== ASSIGNMENT ==
Among the entries below, tally each line in which the word "minaret" is found, then state the tally alone.

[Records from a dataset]
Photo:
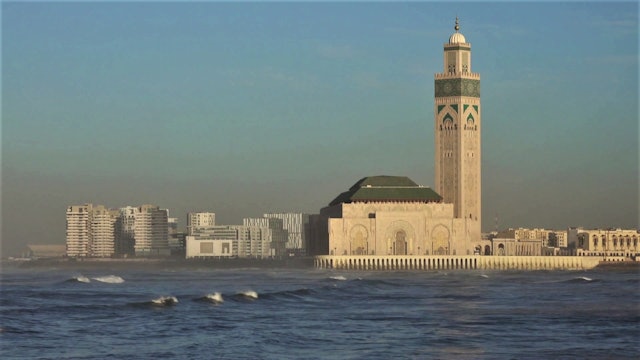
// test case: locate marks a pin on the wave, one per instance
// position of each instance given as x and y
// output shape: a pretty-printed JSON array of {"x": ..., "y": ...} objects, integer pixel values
[
  {"x": 247, "y": 295},
  {"x": 215, "y": 298},
  {"x": 111, "y": 279},
  {"x": 79, "y": 278},
  {"x": 338, "y": 277},
  {"x": 165, "y": 301},
  {"x": 287, "y": 294}
]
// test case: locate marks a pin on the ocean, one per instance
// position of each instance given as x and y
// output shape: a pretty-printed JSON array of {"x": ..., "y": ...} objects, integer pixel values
[{"x": 305, "y": 313}]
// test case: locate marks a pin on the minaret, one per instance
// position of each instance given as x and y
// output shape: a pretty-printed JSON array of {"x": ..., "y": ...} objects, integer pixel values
[{"x": 457, "y": 131}]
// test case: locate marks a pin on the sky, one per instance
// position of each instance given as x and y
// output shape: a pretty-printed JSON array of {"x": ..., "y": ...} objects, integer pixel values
[{"x": 252, "y": 107}]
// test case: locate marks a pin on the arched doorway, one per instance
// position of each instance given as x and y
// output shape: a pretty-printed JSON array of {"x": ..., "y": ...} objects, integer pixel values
[
  {"x": 359, "y": 240},
  {"x": 400, "y": 244}
]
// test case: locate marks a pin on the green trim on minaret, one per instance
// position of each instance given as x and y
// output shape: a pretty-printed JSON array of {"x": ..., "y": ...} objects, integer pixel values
[{"x": 457, "y": 87}]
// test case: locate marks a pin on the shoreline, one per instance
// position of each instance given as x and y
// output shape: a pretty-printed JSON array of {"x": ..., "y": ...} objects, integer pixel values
[
  {"x": 150, "y": 263},
  {"x": 223, "y": 263}
]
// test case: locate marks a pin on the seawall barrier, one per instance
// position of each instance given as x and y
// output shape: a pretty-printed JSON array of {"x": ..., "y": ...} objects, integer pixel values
[{"x": 453, "y": 262}]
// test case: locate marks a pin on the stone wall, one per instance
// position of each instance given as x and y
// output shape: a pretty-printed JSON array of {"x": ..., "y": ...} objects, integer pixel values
[{"x": 457, "y": 262}]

== SOLUTION FOR THIS PROBLEM ==
2